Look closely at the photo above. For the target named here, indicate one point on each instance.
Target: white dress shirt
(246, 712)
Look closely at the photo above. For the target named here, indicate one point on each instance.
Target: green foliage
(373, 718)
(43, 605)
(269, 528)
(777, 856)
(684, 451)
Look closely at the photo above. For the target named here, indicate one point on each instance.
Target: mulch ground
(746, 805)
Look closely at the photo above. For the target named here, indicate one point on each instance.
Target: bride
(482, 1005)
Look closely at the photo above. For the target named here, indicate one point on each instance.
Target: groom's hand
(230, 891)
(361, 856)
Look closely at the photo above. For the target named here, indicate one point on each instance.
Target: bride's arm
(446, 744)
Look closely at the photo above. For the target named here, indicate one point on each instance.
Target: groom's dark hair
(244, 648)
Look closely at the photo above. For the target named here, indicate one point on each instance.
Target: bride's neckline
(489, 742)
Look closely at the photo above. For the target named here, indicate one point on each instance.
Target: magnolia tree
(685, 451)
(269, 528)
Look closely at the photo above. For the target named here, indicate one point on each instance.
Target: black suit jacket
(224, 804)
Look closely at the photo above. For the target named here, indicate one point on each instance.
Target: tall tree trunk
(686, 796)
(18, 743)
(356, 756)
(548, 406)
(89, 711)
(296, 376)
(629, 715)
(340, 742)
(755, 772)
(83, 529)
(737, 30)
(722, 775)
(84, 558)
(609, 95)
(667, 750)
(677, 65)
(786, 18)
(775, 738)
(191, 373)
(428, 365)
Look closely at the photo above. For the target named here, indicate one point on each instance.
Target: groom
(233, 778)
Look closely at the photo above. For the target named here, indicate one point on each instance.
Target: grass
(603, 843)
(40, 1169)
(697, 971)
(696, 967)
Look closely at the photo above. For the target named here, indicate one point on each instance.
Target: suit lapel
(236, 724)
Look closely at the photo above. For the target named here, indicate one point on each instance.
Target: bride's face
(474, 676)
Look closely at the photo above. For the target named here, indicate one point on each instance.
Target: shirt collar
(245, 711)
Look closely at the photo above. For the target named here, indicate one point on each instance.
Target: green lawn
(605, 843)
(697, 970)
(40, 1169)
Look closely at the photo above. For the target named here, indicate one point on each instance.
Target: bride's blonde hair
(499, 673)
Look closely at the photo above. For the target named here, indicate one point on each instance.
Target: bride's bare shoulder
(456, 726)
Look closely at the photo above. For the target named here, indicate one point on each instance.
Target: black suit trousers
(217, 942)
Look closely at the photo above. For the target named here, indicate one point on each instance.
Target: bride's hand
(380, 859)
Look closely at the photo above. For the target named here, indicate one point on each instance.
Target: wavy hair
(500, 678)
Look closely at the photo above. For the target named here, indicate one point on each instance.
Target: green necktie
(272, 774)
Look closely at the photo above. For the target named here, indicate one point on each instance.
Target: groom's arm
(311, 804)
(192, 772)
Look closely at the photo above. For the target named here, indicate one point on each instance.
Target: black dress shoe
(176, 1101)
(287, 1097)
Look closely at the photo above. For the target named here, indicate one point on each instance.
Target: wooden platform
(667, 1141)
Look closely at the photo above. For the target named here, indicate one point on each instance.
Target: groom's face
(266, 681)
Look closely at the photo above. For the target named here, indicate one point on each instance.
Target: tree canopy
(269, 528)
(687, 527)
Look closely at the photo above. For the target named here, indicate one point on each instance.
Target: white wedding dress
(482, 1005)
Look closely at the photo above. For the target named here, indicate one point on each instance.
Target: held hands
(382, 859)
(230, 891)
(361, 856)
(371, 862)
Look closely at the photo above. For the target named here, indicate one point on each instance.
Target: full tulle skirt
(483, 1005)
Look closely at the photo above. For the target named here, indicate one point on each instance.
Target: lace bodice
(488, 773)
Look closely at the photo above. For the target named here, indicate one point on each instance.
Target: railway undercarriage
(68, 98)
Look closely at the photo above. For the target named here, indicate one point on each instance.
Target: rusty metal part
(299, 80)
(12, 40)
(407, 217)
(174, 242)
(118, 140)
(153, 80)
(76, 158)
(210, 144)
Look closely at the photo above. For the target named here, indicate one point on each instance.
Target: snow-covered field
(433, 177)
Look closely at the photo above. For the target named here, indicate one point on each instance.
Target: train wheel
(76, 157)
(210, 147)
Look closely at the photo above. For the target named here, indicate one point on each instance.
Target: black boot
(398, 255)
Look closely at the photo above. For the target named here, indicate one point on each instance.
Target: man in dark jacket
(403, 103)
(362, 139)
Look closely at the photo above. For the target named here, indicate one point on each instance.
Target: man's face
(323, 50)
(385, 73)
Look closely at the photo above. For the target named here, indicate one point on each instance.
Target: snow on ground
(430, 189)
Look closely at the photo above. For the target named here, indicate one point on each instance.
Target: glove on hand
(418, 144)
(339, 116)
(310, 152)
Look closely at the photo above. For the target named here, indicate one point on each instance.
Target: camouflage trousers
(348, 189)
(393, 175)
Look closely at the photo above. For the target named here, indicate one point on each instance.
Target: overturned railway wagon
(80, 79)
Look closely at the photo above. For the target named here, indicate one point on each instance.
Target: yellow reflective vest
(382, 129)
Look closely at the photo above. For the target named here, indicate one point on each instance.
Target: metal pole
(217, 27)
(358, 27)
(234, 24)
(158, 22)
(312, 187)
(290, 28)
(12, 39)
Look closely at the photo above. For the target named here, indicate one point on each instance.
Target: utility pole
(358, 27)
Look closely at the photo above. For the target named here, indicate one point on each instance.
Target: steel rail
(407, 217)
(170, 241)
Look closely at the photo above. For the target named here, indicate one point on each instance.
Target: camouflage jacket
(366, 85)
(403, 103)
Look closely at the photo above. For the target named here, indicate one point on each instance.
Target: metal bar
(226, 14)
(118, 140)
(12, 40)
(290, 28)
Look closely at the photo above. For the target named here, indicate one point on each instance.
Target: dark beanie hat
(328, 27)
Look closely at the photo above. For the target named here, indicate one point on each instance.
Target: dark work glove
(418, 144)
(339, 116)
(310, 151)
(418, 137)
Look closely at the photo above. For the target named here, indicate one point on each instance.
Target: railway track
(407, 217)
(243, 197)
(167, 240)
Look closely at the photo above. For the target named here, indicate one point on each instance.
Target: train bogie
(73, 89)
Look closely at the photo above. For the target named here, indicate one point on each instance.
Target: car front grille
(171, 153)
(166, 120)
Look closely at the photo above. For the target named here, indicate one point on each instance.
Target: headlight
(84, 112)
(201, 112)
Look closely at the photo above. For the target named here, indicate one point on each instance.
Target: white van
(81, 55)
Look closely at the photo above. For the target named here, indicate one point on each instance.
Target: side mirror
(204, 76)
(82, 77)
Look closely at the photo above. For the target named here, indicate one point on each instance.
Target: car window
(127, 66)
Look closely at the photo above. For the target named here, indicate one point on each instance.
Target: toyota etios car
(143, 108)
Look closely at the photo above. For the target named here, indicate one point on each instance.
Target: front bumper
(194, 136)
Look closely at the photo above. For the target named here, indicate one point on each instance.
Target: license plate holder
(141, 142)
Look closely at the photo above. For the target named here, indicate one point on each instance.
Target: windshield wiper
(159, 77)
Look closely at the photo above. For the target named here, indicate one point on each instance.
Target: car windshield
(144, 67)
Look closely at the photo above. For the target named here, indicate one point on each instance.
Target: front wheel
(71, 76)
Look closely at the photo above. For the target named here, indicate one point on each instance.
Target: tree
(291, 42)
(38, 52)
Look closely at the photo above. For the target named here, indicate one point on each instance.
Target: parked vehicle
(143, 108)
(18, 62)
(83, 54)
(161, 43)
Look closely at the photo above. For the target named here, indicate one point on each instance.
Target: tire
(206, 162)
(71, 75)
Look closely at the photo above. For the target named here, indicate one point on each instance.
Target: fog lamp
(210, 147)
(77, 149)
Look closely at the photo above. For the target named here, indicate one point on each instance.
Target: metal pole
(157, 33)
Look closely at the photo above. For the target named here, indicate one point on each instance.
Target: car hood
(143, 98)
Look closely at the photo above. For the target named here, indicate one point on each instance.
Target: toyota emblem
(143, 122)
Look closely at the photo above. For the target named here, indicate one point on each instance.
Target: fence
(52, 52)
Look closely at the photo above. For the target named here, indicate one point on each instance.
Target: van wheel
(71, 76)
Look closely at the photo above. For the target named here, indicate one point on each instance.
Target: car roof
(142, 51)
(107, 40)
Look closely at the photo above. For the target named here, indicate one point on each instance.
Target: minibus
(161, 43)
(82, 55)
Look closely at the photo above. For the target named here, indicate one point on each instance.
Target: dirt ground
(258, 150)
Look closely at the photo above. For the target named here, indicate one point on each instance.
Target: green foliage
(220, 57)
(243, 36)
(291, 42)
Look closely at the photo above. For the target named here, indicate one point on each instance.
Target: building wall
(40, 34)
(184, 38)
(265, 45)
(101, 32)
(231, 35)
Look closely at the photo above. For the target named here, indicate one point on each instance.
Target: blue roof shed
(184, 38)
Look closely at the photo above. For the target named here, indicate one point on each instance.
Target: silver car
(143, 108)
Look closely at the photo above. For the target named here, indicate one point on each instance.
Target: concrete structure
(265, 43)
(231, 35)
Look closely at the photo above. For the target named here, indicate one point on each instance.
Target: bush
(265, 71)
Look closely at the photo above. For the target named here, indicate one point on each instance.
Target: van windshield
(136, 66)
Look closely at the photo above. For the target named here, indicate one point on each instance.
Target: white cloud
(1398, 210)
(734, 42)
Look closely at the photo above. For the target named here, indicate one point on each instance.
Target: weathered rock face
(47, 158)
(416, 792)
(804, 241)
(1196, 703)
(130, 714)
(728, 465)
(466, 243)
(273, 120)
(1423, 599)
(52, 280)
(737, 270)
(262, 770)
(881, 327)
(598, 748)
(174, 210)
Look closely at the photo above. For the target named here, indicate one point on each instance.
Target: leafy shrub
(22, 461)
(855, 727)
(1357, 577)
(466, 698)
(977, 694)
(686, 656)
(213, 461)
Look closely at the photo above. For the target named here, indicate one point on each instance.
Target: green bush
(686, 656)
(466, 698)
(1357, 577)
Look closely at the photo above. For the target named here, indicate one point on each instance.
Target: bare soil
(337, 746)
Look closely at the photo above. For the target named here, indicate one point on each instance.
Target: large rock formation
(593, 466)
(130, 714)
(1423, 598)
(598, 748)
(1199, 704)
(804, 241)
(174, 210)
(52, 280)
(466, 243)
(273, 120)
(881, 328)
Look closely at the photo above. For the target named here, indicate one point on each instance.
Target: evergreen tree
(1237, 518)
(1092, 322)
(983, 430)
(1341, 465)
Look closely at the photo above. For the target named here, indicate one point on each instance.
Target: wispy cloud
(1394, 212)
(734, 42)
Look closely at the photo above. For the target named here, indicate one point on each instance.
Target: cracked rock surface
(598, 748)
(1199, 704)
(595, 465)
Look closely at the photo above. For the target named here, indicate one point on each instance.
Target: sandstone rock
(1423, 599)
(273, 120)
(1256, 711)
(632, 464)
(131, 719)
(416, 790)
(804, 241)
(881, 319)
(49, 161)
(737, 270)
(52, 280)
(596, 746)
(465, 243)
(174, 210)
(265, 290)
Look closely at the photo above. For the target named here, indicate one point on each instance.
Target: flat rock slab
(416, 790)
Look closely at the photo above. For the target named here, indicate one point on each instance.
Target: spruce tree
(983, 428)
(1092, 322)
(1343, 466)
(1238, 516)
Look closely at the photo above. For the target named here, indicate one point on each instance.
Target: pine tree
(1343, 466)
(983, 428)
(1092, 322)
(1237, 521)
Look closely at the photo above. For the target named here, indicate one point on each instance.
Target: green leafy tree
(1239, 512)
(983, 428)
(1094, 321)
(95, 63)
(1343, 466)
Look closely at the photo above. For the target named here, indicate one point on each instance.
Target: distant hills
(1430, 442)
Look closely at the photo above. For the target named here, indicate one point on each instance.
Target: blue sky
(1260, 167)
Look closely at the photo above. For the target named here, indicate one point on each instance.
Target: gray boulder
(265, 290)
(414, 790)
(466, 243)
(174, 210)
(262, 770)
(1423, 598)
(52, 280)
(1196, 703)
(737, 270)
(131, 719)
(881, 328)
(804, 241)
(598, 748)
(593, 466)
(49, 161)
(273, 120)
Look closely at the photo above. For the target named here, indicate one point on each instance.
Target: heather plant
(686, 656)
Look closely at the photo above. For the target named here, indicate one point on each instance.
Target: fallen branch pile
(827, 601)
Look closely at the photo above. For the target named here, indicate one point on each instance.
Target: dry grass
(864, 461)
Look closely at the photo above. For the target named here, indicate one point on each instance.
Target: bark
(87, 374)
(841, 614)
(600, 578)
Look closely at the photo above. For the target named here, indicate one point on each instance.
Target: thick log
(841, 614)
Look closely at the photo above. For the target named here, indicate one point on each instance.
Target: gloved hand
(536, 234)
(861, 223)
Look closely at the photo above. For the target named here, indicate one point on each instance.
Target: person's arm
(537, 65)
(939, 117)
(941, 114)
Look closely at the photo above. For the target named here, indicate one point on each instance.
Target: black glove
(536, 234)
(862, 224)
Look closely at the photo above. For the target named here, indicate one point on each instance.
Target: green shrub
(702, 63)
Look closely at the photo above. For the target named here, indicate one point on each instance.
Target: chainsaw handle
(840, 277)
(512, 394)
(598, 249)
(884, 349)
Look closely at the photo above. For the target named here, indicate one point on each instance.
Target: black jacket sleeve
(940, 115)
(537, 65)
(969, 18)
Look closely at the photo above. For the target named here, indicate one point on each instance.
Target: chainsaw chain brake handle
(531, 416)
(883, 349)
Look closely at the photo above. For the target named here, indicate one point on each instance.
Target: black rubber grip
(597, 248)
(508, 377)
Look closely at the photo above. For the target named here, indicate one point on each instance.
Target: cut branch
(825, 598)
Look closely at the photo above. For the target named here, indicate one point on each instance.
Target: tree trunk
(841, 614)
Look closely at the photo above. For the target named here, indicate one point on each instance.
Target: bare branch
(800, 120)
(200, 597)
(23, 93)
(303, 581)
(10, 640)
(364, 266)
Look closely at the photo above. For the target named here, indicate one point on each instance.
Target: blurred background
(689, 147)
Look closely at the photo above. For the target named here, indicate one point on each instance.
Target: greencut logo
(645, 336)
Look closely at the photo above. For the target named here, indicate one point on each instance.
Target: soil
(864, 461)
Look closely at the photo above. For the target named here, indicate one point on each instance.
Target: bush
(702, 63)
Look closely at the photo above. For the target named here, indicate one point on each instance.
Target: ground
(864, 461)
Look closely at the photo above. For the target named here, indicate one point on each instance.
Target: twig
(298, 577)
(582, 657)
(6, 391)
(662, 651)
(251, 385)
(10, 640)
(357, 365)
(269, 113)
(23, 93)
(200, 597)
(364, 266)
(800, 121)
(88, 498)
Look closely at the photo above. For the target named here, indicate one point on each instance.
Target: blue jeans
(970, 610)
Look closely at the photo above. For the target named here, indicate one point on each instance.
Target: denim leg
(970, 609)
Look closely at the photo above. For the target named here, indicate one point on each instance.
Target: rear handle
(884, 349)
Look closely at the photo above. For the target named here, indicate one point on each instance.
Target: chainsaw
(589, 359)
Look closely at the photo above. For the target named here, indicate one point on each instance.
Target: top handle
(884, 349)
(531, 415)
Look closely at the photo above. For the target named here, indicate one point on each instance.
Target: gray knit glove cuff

The exercise:
If you tally the lines of the records above, how many contain the string "toyota"? Reply with the number alone.

Correct response:
2